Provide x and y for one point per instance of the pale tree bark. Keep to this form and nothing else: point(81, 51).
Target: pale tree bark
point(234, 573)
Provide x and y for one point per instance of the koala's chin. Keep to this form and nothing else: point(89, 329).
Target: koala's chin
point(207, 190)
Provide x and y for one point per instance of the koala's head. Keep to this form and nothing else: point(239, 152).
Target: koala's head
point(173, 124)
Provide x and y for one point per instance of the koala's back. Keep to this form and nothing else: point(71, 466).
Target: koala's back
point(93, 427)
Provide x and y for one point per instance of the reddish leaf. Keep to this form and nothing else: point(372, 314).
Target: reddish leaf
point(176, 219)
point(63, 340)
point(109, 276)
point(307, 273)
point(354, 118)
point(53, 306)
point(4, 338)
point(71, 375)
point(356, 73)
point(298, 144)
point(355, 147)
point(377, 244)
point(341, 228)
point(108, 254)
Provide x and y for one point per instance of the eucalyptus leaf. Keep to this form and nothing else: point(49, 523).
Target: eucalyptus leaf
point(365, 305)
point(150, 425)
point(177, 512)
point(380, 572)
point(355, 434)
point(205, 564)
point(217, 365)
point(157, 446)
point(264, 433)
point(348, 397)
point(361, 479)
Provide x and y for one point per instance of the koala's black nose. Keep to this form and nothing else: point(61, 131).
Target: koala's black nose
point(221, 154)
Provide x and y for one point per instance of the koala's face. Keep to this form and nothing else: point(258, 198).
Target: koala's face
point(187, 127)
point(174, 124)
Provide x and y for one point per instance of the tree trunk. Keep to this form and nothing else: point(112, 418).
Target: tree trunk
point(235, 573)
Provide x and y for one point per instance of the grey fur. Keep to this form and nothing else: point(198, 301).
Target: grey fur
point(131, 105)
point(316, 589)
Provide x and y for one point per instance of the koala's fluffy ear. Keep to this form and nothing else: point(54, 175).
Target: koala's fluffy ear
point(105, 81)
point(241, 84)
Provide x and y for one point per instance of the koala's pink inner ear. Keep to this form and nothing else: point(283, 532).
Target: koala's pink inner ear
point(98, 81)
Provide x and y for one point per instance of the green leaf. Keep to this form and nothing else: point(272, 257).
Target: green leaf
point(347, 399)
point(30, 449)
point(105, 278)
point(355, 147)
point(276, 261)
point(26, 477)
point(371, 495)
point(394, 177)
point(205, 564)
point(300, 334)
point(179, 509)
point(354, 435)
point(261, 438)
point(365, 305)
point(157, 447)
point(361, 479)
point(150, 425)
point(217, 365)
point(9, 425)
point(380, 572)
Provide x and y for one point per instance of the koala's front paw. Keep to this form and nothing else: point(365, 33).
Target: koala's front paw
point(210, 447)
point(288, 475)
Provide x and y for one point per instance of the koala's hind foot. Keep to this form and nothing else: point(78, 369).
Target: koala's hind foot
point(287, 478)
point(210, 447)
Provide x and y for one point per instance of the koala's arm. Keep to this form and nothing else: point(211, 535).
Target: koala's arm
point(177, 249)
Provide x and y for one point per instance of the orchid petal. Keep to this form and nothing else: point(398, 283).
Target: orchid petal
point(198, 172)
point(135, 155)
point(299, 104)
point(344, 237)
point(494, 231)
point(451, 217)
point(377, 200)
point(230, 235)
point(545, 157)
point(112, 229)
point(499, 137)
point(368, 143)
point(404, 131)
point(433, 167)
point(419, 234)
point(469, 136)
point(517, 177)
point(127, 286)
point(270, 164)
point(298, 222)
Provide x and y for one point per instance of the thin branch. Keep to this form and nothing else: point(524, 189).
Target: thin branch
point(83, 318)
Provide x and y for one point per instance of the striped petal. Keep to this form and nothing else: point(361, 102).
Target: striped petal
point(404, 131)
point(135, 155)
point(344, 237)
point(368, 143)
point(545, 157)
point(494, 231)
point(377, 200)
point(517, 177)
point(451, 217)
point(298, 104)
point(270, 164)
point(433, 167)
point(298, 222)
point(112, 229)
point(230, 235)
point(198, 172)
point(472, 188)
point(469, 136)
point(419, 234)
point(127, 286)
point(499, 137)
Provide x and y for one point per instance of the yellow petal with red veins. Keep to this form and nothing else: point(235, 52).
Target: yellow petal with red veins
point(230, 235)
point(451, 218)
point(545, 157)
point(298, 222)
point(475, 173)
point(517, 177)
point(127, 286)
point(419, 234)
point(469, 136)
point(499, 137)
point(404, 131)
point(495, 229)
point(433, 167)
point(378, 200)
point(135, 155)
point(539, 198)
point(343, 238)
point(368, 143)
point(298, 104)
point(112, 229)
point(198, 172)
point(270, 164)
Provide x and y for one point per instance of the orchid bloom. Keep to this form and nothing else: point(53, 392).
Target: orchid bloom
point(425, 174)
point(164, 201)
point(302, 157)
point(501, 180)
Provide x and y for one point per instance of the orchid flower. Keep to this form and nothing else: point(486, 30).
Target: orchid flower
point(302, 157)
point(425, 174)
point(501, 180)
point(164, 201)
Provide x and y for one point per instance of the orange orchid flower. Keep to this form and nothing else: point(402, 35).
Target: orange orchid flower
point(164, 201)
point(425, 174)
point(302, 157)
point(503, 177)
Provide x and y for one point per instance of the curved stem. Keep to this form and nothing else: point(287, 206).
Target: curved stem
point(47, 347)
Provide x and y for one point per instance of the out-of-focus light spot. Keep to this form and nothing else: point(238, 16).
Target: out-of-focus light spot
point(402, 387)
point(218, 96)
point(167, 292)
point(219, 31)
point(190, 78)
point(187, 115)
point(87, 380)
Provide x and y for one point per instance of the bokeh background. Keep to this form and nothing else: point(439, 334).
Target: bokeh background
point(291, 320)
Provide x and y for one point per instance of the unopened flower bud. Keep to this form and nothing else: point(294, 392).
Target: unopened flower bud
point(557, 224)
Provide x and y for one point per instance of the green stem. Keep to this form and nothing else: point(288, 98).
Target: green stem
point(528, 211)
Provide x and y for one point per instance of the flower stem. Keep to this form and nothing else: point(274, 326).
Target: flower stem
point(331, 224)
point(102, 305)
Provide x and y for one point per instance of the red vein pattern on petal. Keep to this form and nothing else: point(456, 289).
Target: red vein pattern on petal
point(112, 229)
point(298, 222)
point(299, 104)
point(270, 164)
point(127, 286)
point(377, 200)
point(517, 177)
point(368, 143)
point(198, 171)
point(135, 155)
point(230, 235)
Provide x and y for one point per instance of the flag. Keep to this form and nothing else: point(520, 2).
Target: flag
::::::::::
- **EXERCISE GOAL**: Copy out the entire listing above exactly.

- **ANSWER TO THIS EXERCISE**:
Provide x and y for one point per instance of the pale tree bark. Keep to this form and nothing else: point(81, 51).
Target: pale tree bark
point(234, 573)
Provide x and y for one point per instance of the koala's chin. Keep to this form and nothing else: point(89, 329).
Target: koala's chin
point(207, 190)
Provide x and y for one point per instance of the koala's head. Keep to this form and nothing else: point(239, 152).
Target: koala's head
point(173, 124)
Provide x and y for one point per instance of the koala's back. Keep to this form and nothing else: point(71, 466).
Target: koala's back
point(93, 427)
Provide x and y for one point per instance of the reddish leaf. Keep to this form and nothing else: point(372, 314).
Target: reddish leaf
point(176, 219)
point(63, 340)
point(109, 276)
point(307, 273)
point(354, 118)
point(53, 306)
point(4, 338)
point(71, 375)
point(356, 73)
point(298, 144)
point(355, 147)
point(377, 244)
point(341, 228)
point(108, 254)
Provide x and y for one point per instance of the eucalyptus leaf. Keep to this form and nothing else: point(49, 523).
Target: eucalyptus leaf
point(365, 305)
point(150, 425)
point(177, 512)
point(380, 572)
point(355, 434)
point(205, 564)
point(217, 365)
point(157, 446)
point(264, 433)
point(348, 397)
point(361, 479)
Provide x and y for one point per instance of the koala's black nose. Keep to this form and nothing else: point(61, 131).
Target: koala's black nose
point(221, 154)
Provide x and y for one point per instance of the koala's face. Keep to this form and nothing else: point(258, 198).
Target: koala's face
point(187, 127)
point(174, 124)
Provide x and y for one point per instance of the tree trunk. Keep to this form and nothing else: point(112, 418).
Target: tree trunk
point(235, 573)
Provide x and y for one point per instance of the grey fur. Keep to this form and nothing else: point(198, 301).
Target: grey fur
point(131, 105)
point(316, 589)
Provide x and y for one point per instance of the koala's fluffy ear. Keep to this form and nothing else: point(54, 175).
Target: koala's fluffy ear
point(105, 81)
point(241, 84)
Provide x and y for one point per instance of the koala's pink inner ear. Keep to this form and nothing else: point(283, 532).
Target: koala's pink inner ear
point(98, 81)
Provide x and y for one point per instance of the green leaf. Keep to this form and nothing else: point(272, 257).
Target: green leaf
point(347, 399)
point(30, 449)
point(105, 278)
point(355, 147)
point(276, 261)
point(26, 477)
point(371, 495)
point(394, 177)
point(205, 564)
point(300, 334)
point(179, 509)
point(354, 435)
point(261, 438)
point(365, 305)
point(157, 447)
point(361, 479)
point(150, 425)
point(217, 365)
point(9, 425)
point(380, 572)
Provide x and y for one point per instance of the koala's front paw. Keep to this form and nothing else: point(365, 33).
Target: koala's front paw
point(210, 447)
point(288, 475)
Provide x and y for one point per instance of the koala's hind foot. Keep to this form and nothing else: point(78, 369).
Target: koala's hind foot
point(287, 478)
point(210, 447)
Provide x and y for one point per instance of the koala's arm. Keep to this form and nothing else: point(211, 535).
Target: koala's arm
point(177, 249)
Provide x and y for one point per instance of the orchid petal. Keep to this form and nothing else: point(398, 283).
Target: orchid petal
point(198, 172)
point(135, 155)
point(299, 104)
point(344, 237)
point(494, 231)
point(451, 217)
point(377, 200)
point(230, 235)
point(545, 157)
point(112, 229)
point(499, 137)
point(368, 143)
point(404, 131)
point(433, 167)
point(419, 234)
point(469, 136)
point(517, 177)
point(127, 286)
point(270, 164)
point(298, 222)
Provide x and y for one point per instance of the thin branch. Keep to this form and nothing else: point(524, 189).
Target: thin branch
point(83, 318)
Provide x and y for one point per instance of the striped petal. Keep to this form and nothing else: point(361, 102).
Target: striped petal
point(404, 131)
point(135, 155)
point(344, 237)
point(368, 143)
point(545, 157)
point(494, 231)
point(377, 200)
point(517, 177)
point(451, 217)
point(298, 104)
point(270, 164)
point(433, 167)
point(298, 222)
point(112, 229)
point(230, 235)
point(198, 172)
point(472, 188)
point(469, 136)
point(419, 234)
point(127, 286)
point(499, 137)
Provide x and y for one point per instance of the yellow petal with red veins. Keep to this form and nothing else: point(235, 52).
Target: yellow petal with red veins
point(230, 235)
point(451, 218)
point(545, 157)
point(298, 222)
point(475, 173)
point(517, 177)
point(127, 286)
point(419, 234)
point(469, 136)
point(499, 137)
point(404, 131)
point(495, 229)
point(433, 167)
point(378, 200)
point(135, 155)
point(539, 198)
point(343, 238)
point(368, 143)
point(298, 104)
point(112, 229)
point(198, 172)
point(270, 164)
Provide x and y for one point per instance of the orchid bloom. Keep to this form and nothing else: point(53, 392).
Target: orchid bloom
point(425, 174)
point(164, 201)
point(302, 157)
point(501, 180)
Provide x and y for one point per instance of the orchid flower. Keep to this form and nothing else: point(486, 30).
Target: orchid flower
point(302, 157)
point(425, 174)
point(501, 180)
point(164, 201)
Provide x and y for one point per instance of the orange orchid flower. Keep to this form and nothing else: point(402, 35).
Target: orange orchid flower
point(164, 201)
point(425, 174)
point(302, 157)
point(503, 177)
Provide x and y for one point per instance of the curved stem. Keep to this form and nothing else: point(287, 206).
Target: curved stem
point(47, 347)
Provide x and y for one point per instance of the out-of-focus light spot. Keep to this form and nothing else: point(238, 16).
Target: out-of-focus light spot
point(402, 387)
point(218, 96)
point(167, 292)
point(219, 31)
point(190, 78)
point(187, 115)
point(87, 380)
Provide x and y for one point per instance of the bokeh background. Keep to this form and nothing else: point(439, 334).
Target: bokeh background
point(291, 320)
Provide x and y for one point per instance of the unopened flower bud. Keep to this form and nothing else: point(294, 392).
Target: unopened flower bud
point(557, 224)
Provide x and y for one point per instance of the green stem. Keep to this form and nothing else: point(288, 98).
Target: green stem
point(528, 211)
Provide x and y for one point per instance of the flower stem. Keep to this form and nothing else: point(274, 326).
Target: flower stem
point(331, 224)
point(102, 305)
Provide x and y for one point per instance of the red vein pattern on petal. Keep to this form and nothing else: point(456, 289).
Target: red vein pattern on petal
point(112, 229)
point(298, 222)
point(299, 104)
point(270, 164)
point(127, 286)
point(377, 200)
point(517, 177)
point(368, 143)
point(198, 171)
point(135, 155)
point(230, 235)
Provide x and y for one point per instance of the flag. Keep to this form and nothing else: point(520, 2).
Target: flag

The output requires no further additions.